Short exercise:
From the line with "The user would like to know where the fireplace tool" through the final line, please write out the listing exactly, including both of those lines.

Records from a data source:

+-------+

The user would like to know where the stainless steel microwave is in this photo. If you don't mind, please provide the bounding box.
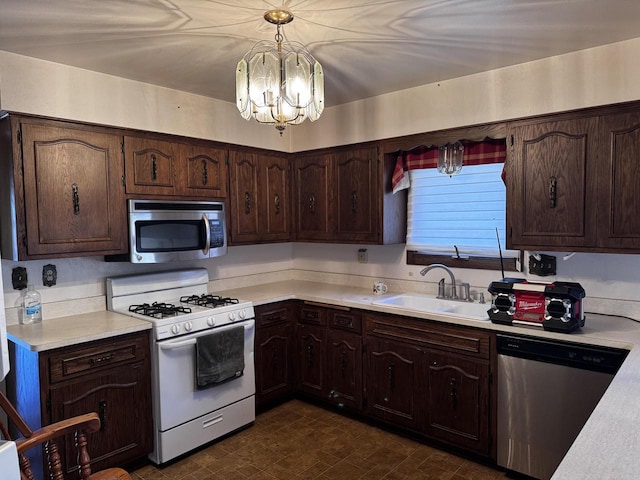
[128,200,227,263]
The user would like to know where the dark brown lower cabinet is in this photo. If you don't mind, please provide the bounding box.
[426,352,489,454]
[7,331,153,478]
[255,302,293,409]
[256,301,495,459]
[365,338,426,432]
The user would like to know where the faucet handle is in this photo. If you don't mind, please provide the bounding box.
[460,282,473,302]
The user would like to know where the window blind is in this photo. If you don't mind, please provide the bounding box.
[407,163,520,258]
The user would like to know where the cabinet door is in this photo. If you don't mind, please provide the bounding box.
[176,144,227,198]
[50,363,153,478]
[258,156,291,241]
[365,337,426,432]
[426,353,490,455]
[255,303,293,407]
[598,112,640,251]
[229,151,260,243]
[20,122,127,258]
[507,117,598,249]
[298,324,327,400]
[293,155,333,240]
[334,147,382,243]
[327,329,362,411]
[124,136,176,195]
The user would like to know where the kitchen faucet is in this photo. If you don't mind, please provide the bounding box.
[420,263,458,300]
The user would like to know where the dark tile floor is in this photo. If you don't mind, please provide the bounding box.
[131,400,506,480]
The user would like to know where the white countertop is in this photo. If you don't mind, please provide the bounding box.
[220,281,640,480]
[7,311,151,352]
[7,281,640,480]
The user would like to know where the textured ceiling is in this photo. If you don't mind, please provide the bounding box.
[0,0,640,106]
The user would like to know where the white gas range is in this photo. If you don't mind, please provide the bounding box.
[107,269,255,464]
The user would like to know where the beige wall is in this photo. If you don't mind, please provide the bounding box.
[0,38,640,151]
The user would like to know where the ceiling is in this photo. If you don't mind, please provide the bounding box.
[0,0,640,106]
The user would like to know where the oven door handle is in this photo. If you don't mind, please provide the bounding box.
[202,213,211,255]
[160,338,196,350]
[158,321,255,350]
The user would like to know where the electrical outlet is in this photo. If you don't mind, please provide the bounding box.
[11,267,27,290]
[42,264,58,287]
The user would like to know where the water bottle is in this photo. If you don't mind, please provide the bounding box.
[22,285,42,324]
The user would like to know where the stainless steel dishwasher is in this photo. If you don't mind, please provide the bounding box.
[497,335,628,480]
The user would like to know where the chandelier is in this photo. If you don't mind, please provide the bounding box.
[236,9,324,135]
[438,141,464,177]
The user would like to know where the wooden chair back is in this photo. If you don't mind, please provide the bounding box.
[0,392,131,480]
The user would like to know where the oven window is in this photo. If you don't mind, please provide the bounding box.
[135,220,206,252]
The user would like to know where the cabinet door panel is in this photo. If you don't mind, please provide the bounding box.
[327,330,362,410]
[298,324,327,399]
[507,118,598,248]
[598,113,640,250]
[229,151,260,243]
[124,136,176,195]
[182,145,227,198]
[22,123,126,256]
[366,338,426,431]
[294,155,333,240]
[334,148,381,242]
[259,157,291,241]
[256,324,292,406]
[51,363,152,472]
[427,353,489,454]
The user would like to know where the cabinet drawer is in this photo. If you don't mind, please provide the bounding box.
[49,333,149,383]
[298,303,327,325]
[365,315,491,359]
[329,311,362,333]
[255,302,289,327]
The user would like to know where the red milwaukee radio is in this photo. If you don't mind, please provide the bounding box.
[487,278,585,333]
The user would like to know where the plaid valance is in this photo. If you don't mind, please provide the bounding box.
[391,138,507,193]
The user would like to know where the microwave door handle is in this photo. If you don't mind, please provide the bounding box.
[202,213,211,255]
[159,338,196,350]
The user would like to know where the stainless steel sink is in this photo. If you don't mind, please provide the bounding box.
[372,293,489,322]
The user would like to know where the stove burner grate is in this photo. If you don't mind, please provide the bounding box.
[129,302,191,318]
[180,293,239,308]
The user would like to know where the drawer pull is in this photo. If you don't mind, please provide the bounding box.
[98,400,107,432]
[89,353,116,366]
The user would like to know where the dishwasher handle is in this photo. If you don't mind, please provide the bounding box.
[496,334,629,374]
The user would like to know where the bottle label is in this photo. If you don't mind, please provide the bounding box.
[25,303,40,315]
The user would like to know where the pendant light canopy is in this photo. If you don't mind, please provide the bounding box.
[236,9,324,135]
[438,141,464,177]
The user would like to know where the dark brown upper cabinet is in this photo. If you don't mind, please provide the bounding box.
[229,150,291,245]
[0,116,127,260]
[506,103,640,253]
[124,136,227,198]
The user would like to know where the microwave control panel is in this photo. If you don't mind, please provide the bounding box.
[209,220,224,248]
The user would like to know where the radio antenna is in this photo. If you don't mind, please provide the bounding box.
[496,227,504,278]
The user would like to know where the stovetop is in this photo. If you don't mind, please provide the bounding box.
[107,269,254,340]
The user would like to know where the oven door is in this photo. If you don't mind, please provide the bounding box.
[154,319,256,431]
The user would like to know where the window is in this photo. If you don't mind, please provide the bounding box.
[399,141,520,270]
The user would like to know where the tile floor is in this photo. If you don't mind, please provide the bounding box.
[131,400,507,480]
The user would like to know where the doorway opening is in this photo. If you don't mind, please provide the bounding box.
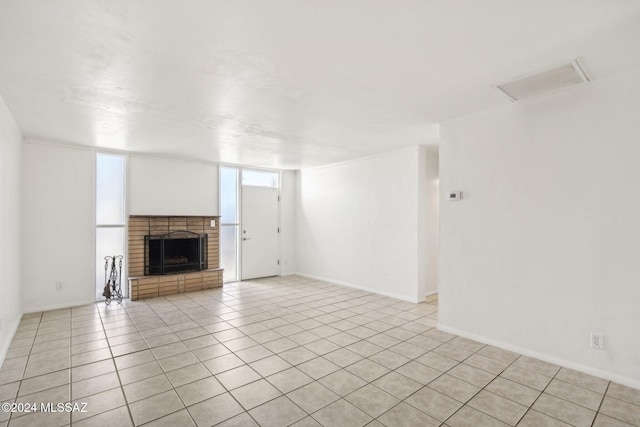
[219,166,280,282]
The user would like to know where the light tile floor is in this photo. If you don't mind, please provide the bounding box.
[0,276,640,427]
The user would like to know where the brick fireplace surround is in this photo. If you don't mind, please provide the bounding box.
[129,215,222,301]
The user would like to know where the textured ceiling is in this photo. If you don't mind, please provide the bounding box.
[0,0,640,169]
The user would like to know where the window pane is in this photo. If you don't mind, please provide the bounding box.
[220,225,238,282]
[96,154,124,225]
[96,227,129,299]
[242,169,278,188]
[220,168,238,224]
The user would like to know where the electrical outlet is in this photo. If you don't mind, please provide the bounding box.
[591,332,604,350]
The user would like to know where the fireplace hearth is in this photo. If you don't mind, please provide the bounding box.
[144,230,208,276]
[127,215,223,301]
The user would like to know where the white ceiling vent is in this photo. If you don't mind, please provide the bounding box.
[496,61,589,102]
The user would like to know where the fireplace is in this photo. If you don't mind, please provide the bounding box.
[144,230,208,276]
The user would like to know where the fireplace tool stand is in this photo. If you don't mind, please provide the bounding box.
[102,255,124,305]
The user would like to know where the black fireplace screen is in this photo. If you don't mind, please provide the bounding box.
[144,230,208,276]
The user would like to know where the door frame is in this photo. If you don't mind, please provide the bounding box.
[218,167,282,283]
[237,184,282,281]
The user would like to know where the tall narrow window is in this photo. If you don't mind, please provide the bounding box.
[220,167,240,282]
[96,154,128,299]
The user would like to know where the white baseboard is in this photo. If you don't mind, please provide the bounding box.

+-------+

Answer:
The user would like to know where the fireplace tool stand is in this photo. If you don't mind, please provide the bounding box.
[102,255,124,305]
The user would like to know where the black fireplace screen is in this photo. If you don't mind, please provide the bounding box.
[144,230,208,276]
The user would like to know where the door frame is in this photo. If you don't mind, please provide the bounding box.
[218,167,282,283]
[237,184,282,281]
The user would like to know where the tall narrow window is in this photo. If you don't mind, please provide the bounding box.
[220,167,240,282]
[96,154,128,299]
The user would like to know where the white baseboard is in this photo. If you don't mind, please provide the bounding box.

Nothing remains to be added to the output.